* **Extract**:

»»

This time is transitory
In the 2022 energy shock the 1970s burped. This time they won't.
Hello! This is the first post from Nev and Grant at Hybrid Economics.
We’ll kick off with some thoughts, drawing on a much longer piece we recently wrote for the Bain Macro Trends Group, on why the current spike in energy prices should have a very different effect on growth and inflation in Europe than the 2022 shock that accompanied Russia’s invasion of Ukraine.
Even if the rise in energy prices proves as big as in 2022, we doubt it will lead to the broad and persistent rise in inflation we saw then. Because Europe’s economies went into that shock in a very different state to today.
We’d highlight a couple of crucial differences.
First, labour markets aren’t tight.
Unemployment was at record lows going into the 2022 shock. Pandemic furlough schemes kept most workers attached to their jobs. As economies reopened, job vacancies surged. Workers briefly commanded pricing power. They demanded, and received, higher wages to compensate for higher energy costs. Those higher wages pushed up services inflation: an old-school wage-price spiral!
Today, unemployment in the UK and core Europe is significantly higher and rising. Job vacancies have slumped. Wages are slowing. Labour simply doesn’t have pricing power now to trigger a wage-price spiral.
Second, there’s a lot less fuel in the system!
The money supply ballooned during the pandemic. Europe’s central banks and finance ministries conducted war finance to prevent the pandemic from triggering a catastrophic spiral of insolvency. The combination of quantitative easing, large fiscal deficits and furlough schemes transferred freshly minted central bank money to household and corporate balance sheets. Consumers and firms couldn’t spend all that cash during lockdown, leaving them with a big pile of financial dry powder as economies reopened and ultimately allowing them to absorb a large part of the shock of higher energy prices.
The chart below shows the ratio of the broad money supply to nominal GDP (or money velocity), relative to its pre-pandemic trend. The monetary, fiscal and social response to the pandemic meant the money supply was much bigger than it should have been going into the 2022 energy price shock.
That meant households and firms had excess savings they could draw down on to mitigate the hit to their living standards from higher energy prices. Consequently, too much money chased too few goods: excess money balances were spent, sustaining nominal demand and boosting inflation.

««

* **Referring expression data**:
»»

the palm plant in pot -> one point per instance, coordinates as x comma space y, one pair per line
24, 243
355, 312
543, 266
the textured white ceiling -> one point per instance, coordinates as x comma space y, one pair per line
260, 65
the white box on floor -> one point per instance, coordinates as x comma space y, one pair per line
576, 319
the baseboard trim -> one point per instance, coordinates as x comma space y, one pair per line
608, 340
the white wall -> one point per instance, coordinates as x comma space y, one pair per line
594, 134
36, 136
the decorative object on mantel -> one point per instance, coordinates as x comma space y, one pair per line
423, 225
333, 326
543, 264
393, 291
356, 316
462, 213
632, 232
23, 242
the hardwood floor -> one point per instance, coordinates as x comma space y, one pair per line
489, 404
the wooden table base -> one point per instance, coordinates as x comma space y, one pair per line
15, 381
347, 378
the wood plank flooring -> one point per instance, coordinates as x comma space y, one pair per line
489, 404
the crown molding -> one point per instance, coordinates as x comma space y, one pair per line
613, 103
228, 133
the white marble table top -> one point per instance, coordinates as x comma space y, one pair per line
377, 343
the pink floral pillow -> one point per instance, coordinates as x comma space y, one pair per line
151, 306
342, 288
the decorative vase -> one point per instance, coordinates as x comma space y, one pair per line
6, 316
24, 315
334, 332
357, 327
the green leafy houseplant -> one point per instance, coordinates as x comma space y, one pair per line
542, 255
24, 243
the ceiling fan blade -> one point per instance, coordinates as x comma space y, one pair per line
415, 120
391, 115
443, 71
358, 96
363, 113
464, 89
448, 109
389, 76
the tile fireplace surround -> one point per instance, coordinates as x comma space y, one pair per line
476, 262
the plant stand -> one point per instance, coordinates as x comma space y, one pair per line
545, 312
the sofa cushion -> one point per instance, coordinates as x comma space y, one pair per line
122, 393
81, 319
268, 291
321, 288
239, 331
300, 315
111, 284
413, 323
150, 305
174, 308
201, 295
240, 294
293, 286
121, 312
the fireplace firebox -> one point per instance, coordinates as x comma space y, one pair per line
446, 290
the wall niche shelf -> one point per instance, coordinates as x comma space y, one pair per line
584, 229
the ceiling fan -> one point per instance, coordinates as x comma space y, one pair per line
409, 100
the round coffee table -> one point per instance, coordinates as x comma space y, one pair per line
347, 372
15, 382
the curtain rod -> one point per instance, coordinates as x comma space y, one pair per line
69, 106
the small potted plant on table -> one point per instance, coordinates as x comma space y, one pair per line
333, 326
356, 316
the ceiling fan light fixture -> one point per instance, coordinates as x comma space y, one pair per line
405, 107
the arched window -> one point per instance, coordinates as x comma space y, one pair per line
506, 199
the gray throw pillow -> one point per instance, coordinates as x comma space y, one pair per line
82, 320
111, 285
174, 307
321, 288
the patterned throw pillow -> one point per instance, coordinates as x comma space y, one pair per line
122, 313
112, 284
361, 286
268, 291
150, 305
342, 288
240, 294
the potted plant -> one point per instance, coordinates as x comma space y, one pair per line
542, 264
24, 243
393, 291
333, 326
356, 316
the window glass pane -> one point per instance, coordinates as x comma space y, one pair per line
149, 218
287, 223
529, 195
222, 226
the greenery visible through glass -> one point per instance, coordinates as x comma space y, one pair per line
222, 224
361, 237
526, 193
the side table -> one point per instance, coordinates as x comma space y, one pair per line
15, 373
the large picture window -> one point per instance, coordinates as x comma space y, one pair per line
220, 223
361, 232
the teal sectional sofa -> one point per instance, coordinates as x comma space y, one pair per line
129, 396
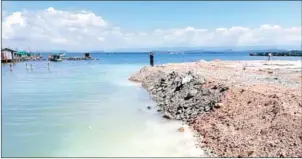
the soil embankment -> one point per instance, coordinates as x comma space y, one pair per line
239, 108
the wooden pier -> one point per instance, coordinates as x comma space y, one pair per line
283, 53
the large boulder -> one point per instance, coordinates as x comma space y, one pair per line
182, 95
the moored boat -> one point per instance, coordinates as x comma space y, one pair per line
55, 57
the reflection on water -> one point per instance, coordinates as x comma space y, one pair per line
76, 109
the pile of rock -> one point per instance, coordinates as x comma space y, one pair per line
182, 96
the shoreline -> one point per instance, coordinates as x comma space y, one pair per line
274, 87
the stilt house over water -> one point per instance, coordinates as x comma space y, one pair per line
7, 55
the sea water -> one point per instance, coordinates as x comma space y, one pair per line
90, 109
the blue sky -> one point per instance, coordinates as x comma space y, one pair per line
203, 14
149, 16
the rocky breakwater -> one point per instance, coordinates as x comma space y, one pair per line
180, 95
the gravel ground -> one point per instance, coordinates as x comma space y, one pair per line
261, 114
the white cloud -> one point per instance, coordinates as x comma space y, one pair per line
83, 30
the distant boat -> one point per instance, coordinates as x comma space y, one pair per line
55, 57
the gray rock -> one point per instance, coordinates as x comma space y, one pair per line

««

* **Exercise 1**: Quote the passage of the energy-shock post that opens with the words containing "We’d highlight a" and closes with "in the system!".
* **Exercise 2**:
Answer these questions using the energy-shock post:
(a) For which group did Nev and Grant write the much longer piece?
(b) Where was unemployment going into the 2022 shock?
(c) What ratio does the chart in the post show?
* **Exercise 3**:
Decide whether each statement agrees with the energy-shock post, and support each answer with the deciding words quoted from it:
(a) Job vacancies are currently down sharply.
(b) The money supply shrank during the pandemic.
(c) The authors expect a broad and persistent rise in inflation like the one in 2022.
Rely only on the energy-shock post for this work.

* **Exercise answer 1**:
We’d highlight a couple of crucial differences.
First, labour markets aren’t tight.
Unemployment was at record lows going into the 2022 shock. Pandemic furlough schemes kept most workers attached to their jobs. As economies reopened, job vacancies surged. Workers briefly commanded pricing power. They demanded, and received, higher wages to compensate for higher energy costs. Those higher wages pushed up services inflation: an old-school wage-price spiral!
Today, unemployment in the UK and core Europe is significantly higher and rising. Job vacancies have slumped. Wages are slowing. Labour simply doesn’t have pricing power now to trigger a wage-price spiral.
Second, there’s a lot less fuel in the system!

* **Exercise answer 2**:
(a) The Bain Macro Trends Group.
(b) At record lows.
(c) The ratio of the broad money supply to nominal GDP (or money velocity), relative to its pre-pandemic trend.

* **Exercise answer 3**:
(a) Yes: "Job vacancies have slumped."
(b) No: "The money supply ballooned during the pandemic."
(c) No: "we doubt it will lead to the broad and persistent rise in inflation we saw then."